### Task to carry out
Would you return the complete listing below word for word?

Record excerpts section start

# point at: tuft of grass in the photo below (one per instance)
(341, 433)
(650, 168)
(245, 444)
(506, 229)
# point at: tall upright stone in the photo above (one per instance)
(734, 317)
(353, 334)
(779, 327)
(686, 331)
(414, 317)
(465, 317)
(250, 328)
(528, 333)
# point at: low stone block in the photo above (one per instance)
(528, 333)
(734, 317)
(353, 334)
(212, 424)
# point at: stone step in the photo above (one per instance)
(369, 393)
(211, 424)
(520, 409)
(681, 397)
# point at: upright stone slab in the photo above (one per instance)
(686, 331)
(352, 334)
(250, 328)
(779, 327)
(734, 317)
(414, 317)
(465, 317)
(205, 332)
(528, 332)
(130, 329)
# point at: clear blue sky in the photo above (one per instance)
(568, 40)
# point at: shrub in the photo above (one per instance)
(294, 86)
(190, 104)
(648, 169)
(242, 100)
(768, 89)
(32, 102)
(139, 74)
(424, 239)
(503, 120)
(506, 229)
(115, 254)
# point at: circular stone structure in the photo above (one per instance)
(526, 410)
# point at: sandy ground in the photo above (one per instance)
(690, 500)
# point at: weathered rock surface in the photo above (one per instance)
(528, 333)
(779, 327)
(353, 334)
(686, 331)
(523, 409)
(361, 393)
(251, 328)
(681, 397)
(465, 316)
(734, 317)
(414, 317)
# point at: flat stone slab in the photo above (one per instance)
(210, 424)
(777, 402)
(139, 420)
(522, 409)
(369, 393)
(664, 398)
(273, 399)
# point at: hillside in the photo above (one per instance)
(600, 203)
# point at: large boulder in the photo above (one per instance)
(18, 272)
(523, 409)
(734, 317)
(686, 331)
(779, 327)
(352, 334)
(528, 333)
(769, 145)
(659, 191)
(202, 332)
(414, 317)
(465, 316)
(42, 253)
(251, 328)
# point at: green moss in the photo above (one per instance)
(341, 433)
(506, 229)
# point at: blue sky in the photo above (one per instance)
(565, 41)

Record excerpts section end

### Result
# point at: tuft of grass in the photo below (one per instance)
(341, 433)
(650, 168)
(245, 444)
(506, 229)
# point at: tall upright stone in the photo above (one per instance)
(734, 317)
(353, 334)
(779, 327)
(686, 331)
(414, 317)
(465, 317)
(250, 328)
(528, 333)
# point at: low stone block in the photo above (one per instance)
(528, 333)
(734, 317)
(353, 334)
(212, 424)
# point at: stone step in the photo above (one per instance)
(369, 393)
(211, 424)
(520, 409)
(681, 397)
# point at: upright stone slab in the photo above (one per instance)
(686, 331)
(352, 334)
(250, 328)
(779, 327)
(734, 317)
(414, 317)
(465, 317)
(205, 332)
(528, 332)
(130, 329)
# point at: clear blue sky in the photo above (one per instance)
(568, 40)
# point at: shrub in the photo above (one per instance)
(294, 86)
(190, 104)
(648, 169)
(242, 100)
(768, 89)
(32, 102)
(139, 74)
(424, 239)
(503, 120)
(506, 229)
(115, 254)
# point at: circular stone structure in the photo above (one per instance)
(526, 410)
# point at: sandy ground in the photo above (one per instance)
(690, 500)
# point at: weathered rock surface in the photo above (one per instance)
(528, 333)
(779, 327)
(353, 334)
(686, 331)
(523, 409)
(361, 393)
(251, 328)
(681, 397)
(465, 316)
(734, 317)
(414, 317)
# point at: flat stone slab in the photo above (one per instance)
(210, 424)
(777, 402)
(139, 420)
(522, 409)
(369, 393)
(664, 398)
(273, 399)
# point at: hillside in the photo above (one per instance)
(600, 203)
# point at: large boulder in the photo above (one per instance)
(18, 272)
(523, 409)
(734, 317)
(686, 331)
(779, 327)
(352, 334)
(528, 333)
(769, 145)
(659, 191)
(202, 332)
(414, 317)
(465, 316)
(42, 253)
(251, 328)
# point at: green moss in the photo above (one per instance)
(341, 433)
(506, 229)
# point at: blue sky in the photo above (one per instance)
(565, 41)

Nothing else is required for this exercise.